### Stated exercise
Please pick out each line of the listing below that contains the word "antenna" and copy it out; case counts.

### Entries

%%

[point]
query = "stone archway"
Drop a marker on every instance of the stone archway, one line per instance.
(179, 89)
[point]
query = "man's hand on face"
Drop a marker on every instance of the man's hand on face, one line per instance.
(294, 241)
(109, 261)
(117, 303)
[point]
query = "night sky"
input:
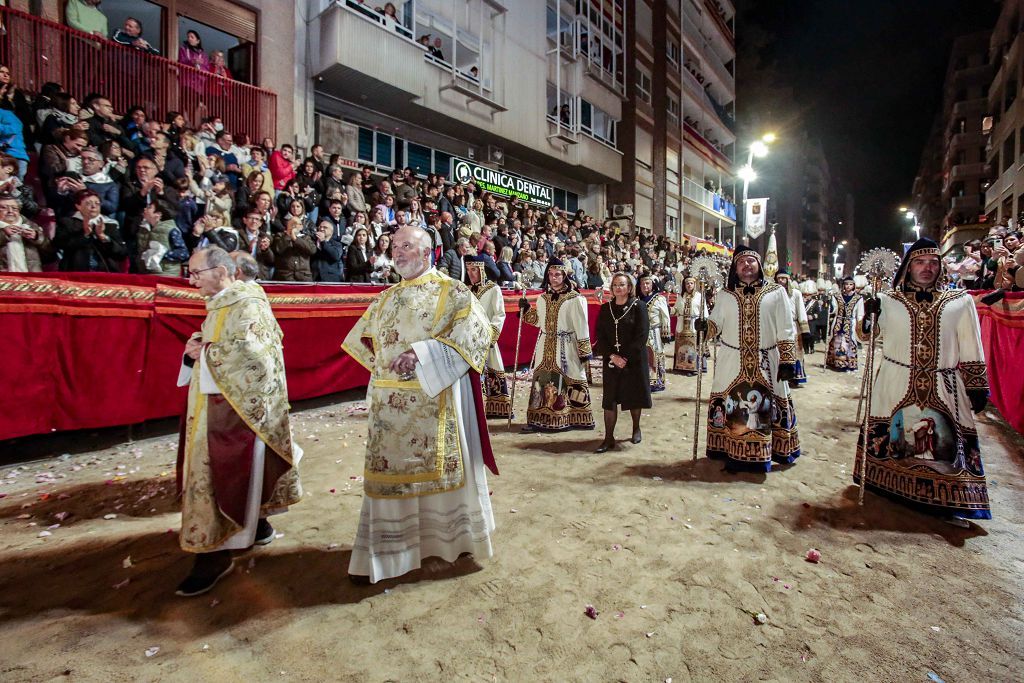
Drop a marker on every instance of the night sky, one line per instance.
(865, 78)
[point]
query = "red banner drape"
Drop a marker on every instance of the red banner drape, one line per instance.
(86, 350)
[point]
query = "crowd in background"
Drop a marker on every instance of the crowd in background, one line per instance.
(86, 188)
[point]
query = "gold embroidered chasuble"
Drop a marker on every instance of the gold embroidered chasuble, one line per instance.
(243, 354)
(923, 442)
(413, 446)
(751, 417)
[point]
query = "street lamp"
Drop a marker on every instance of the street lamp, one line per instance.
(758, 148)
(912, 216)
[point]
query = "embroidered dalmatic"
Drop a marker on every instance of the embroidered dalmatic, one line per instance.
(236, 457)
(424, 481)
(559, 394)
(688, 308)
(497, 399)
(842, 354)
(751, 417)
(922, 440)
(660, 328)
(800, 327)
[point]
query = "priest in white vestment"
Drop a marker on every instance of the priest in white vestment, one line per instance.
(424, 341)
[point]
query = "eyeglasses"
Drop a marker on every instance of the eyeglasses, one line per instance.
(193, 273)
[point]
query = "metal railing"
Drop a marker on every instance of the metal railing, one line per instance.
(38, 51)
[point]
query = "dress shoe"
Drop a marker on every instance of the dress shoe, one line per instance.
(264, 532)
(207, 570)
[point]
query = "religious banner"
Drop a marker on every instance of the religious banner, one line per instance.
(756, 217)
(502, 182)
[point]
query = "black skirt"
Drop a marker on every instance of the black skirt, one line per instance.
(628, 387)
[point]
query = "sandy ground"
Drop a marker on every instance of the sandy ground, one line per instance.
(676, 556)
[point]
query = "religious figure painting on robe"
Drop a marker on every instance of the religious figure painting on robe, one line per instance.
(744, 409)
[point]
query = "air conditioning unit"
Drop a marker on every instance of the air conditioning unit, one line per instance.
(622, 210)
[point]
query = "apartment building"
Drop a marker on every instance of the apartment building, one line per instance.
(534, 89)
(678, 128)
(949, 188)
(1005, 198)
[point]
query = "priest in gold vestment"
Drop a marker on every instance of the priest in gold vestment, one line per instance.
(424, 341)
(237, 462)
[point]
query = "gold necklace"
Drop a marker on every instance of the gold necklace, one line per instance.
(615, 319)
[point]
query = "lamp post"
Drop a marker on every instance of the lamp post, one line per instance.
(836, 258)
(758, 148)
(911, 216)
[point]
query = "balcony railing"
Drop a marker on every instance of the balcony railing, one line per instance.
(712, 150)
(722, 26)
(38, 51)
(709, 200)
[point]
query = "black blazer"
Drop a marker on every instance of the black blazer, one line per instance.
(82, 253)
(356, 265)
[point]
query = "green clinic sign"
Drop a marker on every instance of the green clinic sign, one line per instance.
(501, 182)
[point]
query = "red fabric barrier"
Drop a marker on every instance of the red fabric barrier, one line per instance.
(1003, 336)
(97, 350)
(89, 350)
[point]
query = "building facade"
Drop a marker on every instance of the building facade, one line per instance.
(1005, 198)
(678, 127)
(532, 88)
(949, 188)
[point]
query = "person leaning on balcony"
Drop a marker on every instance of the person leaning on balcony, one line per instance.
(130, 35)
(22, 242)
(292, 251)
(282, 166)
(89, 241)
(85, 15)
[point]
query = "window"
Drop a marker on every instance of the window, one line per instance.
(643, 86)
(565, 200)
(366, 145)
(561, 108)
(673, 111)
(1009, 151)
(672, 51)
(597, 123)
(442, 163)
(384, 151)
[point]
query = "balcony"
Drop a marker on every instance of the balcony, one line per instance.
(709, 201)
(994, 193)
(717, 19)
(962, 203)
(970, 171)
(970, 108)
(708, 150)
(965, 140)
(38, 50)
(357, 53)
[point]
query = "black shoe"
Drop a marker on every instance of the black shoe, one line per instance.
(208, 569)
(264, 532)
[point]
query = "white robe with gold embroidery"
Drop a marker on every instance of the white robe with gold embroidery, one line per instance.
(425, 485)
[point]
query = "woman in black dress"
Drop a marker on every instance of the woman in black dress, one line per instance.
(623, 328)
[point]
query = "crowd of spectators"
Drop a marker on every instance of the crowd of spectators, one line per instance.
(130, 193)
(994, 262)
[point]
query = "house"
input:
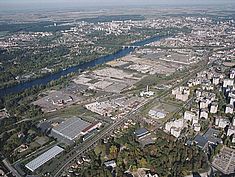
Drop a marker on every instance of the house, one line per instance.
(201, 142)
(214, 107)
(229, 109)
(204, 113)
(110, 163)
(141, 132)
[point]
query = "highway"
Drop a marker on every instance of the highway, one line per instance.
(80, 149)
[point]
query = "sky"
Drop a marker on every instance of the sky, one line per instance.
(37, 4)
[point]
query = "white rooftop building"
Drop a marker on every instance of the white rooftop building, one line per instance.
(45, 157)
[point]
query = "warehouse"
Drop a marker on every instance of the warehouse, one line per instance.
(73, 128)
(45, 157)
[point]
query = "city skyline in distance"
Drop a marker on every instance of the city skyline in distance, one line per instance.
(15, 5)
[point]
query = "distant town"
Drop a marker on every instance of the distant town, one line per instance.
(118, 95)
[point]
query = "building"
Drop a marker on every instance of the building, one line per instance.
(231, 131)
(215, 80)
(203, 104)
(229, 109)
(175, 131)
(181, 93)
(228, 82)
(141, 132)
(147, 93)
(197, 127)
(212, 136)
(110, 163)
(221, 122)
(177, 123)
(188, 115)
(73, 128)
(45, 157)
(157, 114)
(232, 73)
(214, 108)
(225, 161)
(204, 113)
(201, 142)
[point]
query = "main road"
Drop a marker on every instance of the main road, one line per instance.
(80, 149)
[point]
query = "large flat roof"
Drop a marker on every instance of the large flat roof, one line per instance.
(45, 157)
(71, 128)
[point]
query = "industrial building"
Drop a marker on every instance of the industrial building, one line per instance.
(45, 157)
(74, 128)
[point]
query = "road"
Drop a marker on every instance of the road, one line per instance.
(81, 149)
(10, 168)
(87, 144)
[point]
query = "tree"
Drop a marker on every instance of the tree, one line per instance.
(113, 151)
(143, 163)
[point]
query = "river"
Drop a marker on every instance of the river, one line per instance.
(84, 66)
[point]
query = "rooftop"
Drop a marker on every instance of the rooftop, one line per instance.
(71, 128)
(45, 157)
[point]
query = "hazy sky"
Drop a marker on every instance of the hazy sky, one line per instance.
(32, 4)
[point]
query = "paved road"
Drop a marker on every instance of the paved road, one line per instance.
(10, 168)
(86, 145)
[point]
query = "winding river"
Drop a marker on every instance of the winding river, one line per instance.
(84, 66)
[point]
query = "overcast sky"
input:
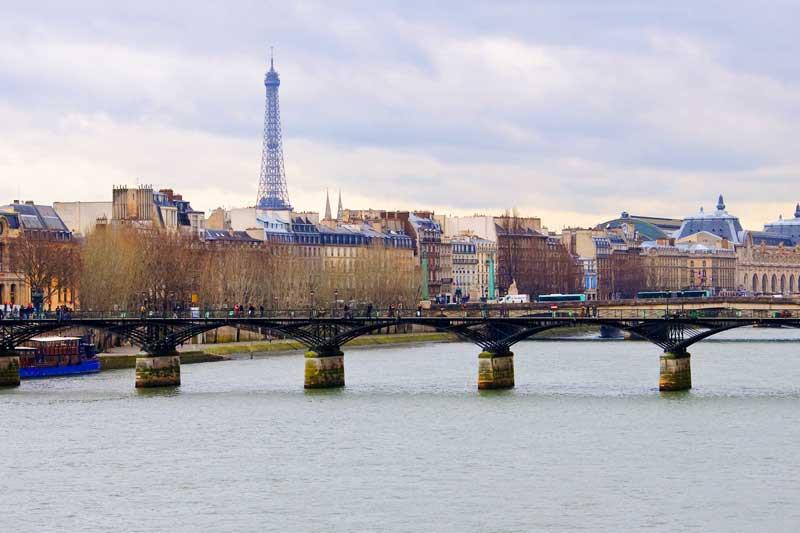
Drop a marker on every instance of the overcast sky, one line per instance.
(569, 110)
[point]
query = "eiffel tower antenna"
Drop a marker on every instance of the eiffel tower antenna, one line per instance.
(272, 191)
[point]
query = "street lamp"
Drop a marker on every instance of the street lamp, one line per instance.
(335, 301)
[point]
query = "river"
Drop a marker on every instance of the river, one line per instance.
(584, 442)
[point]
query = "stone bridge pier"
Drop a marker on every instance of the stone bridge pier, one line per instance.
(158, 371)
(496, 369)
(324, 368)
(675, 371)
(9, 369)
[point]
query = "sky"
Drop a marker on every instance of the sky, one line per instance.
(570, 110)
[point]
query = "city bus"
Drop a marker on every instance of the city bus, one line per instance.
(686, 293)
(561, 298)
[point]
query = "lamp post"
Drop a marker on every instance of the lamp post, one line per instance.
(335, 302)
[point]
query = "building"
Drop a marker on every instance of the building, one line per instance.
(719, 223)
(786, 227)
(435, 256)
(535, 263)
(473, 268)
(145, 208)
(81, 217)
(638, 228)
(23, 224)
(482, 226)
(768, 264)
(670, 267)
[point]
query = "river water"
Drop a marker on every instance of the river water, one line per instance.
(584, 442)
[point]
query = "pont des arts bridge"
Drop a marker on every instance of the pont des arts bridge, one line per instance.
(495, 331)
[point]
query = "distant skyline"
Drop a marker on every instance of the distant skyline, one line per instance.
(572, 111)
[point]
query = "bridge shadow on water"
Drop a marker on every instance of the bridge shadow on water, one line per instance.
(159, 392)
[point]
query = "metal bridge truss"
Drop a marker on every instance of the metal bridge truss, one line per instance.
(161, 336)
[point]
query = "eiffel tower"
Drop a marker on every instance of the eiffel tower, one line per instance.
(272, 192)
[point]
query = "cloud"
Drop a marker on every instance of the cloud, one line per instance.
(565, 110)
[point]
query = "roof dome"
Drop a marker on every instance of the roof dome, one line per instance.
(719, 223)
(786, 227)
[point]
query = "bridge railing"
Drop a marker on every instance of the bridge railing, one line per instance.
(381, 313)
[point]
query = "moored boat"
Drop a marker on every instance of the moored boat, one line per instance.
(44, 357)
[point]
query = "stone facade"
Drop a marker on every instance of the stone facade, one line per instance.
(767, 269)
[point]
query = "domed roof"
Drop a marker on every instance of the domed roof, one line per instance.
(719, 223)
(786, 227)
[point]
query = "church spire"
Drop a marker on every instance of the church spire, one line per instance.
(327, 205)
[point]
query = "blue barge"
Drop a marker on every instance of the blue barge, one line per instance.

%%

### Answer
query = "eiffel tower antenna"
Drop a marker on every instance of the eiffel tower antenna, one line per instance.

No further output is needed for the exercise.